» Source passage
On Wed, Oct 03, 2001 at 02:37:54PM +0800, Chen Yixiong, Eric wrote:
> I hereby propose the Recursive Complexity theorem: "In any recursively
>complexity system, the amount of system chaos increases with the
>accuracy of the prediction system used by different participants
>without
>coordination in such a way as to nullify any long term benefit of using
>the more advanced prediction system."
I hope you are aware that theorems are defined to be rigorously derived
statements in a system, you cannot just propose them because they seem
likely. The above statement is a conjecture (like the Goldbach
conjecture).
That said, you have merely rediscovered something that has been studied
in economics for a long time (where there *is* a theorem to roughly this
effect). However, you might want to read up on the papers that led to
the foundation of The Prediction Company and the field of applying
learning systems to economics - there are interesting loopholes due to
lack of information that can give advanced prediction systems at least
some profit.

» Task 1
List each line of the listing that contains the string "beach".
The post above and the listing after it are unrelated material.

» Given records
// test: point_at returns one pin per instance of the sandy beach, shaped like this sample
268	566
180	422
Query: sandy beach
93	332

» Task 2
Repeat the post word for word, from "On Wed, Oct" up to and including "conjecture).".

» Written solution 1
// test: point_at returns one pin per instance of the sandy beach, shaped like this sample
Query: sandy beach

» Written solution 2
On Wed, Oct 03, 2001 at 02:37:54PM +0800, Chen Yixiong, Eric wrote:
> I hereby propose the Recursive Complexity theorem: "In any recursively
>complexity system, the amount of system chaos increases with the
>accuracy of the prediction system used by different participants
>without
>coordination in such a way as to nullify any long term benefit of using
>the more advanced prediction system."
I hope you are aware that theorems are defined to be rigorously derived
statements in a system, you cannot just propose them because they seem
likely. The above statement is a conjecture (like the Goldbach
conjecture).